Exercise requirements:
(A) In the forum thread about triggering the 600EX-RT, what did the Cowboy Studios remote trigger cost?
(B) In the forum thread about triggering the 600EX-RT, condense the paragraph beginning "I have three 600-RTs" into a short bulleted list that keeps its main facts.
(C) Revise the part of the forum thread about triggering the 600EX-RT that opens with the words containing "# remote tigger" and closes with "camera hot shoe?", changing "hot shoe" to "accessory shoe".

Excerpted passage:
# remote tigger 600EX-RT



## mbworldz (May 24, 2012)

I am about to order the 600EX-RT, in order to remote trigger the flash remotely, do I need to have ST-E3 ?
Can I use those FlexTT5 or MiniTT1 by pocket wizard mount on the camera hot shoe?


----------



## neuroanatomist (May 24, 2012)

PW doesn't support the 600EX-RT yet, though they will at some point. So right now, the ST-E3 or another 600EX-RT are your best bets. Not sure about other 3rd party wireless triggers.


----------



## mbworldz (May 24, 2012)

Thx. ST-E3 is quite expensive :-X



neuroanatomist said:


> PW doesn't support the 600EX-RT yet, though they will at some point. So right now, the ST-E3 or another 600EX-RT are your best bets. Not sure about other 3rd party wireless triggers.


----------



## neuroanatomist (May 24, 2012)

If you have a 7D, 60D it can be optically triggered by the popup flash. A 580 or ST-E2 would also be able to optically trigger the 600EX-RT.


----------



## mbworldz (May 24, 2012)

I have the 5D Mark III, I guess no other choice but ST-E3 or another 660EX-RT



neuroanatomist said:


> If you have a 7D, 60D it can be optically triggered by the popup flash. A 580 or ST-E2 would also be able to optically trigger the 600EX-RT.


----------



## FunPhotons (May 24, 2012)

I just got a Cowboy Studios remote trigger that works beautifully for $21

http://www.amazon.com/gp/product/B002X7FSO6/ref=oh_details_o02_s00_i00

I have three 600-RTs and the ST-E3-RT on order, but I decided that using one of them to trigger is a waste. Plus with a pre-2012 body you need a cable from the flash to the three wire socket on the camera (forget what that one is called). The trigger is small so doesn't take up much space and it acts and feels like the regular switch.

Collected data:
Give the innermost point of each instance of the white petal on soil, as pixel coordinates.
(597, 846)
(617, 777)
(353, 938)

Worked answers:
(A) $21

(B)
- The poster has three 600-RTs and the ST-E3-RT on order but decided that using one of them to trigger is a waste.
- With a pre-2012 body, a cable is needed from the flash to the three-wire socket on the camera.
- The trigger is small, takes up little space, and acts and feels like the regular switch.

(C)
# remote tigger 600EX-RT



## mbworldz (May 24, 2012)

I am about to order the 600EX-RT, in order to remote trigger the flash remotely, do I need to have ST-E3 ?
Can I use those FlexTT5 or MiniTT1 by pocket wizard mount on the camera accessory shoe?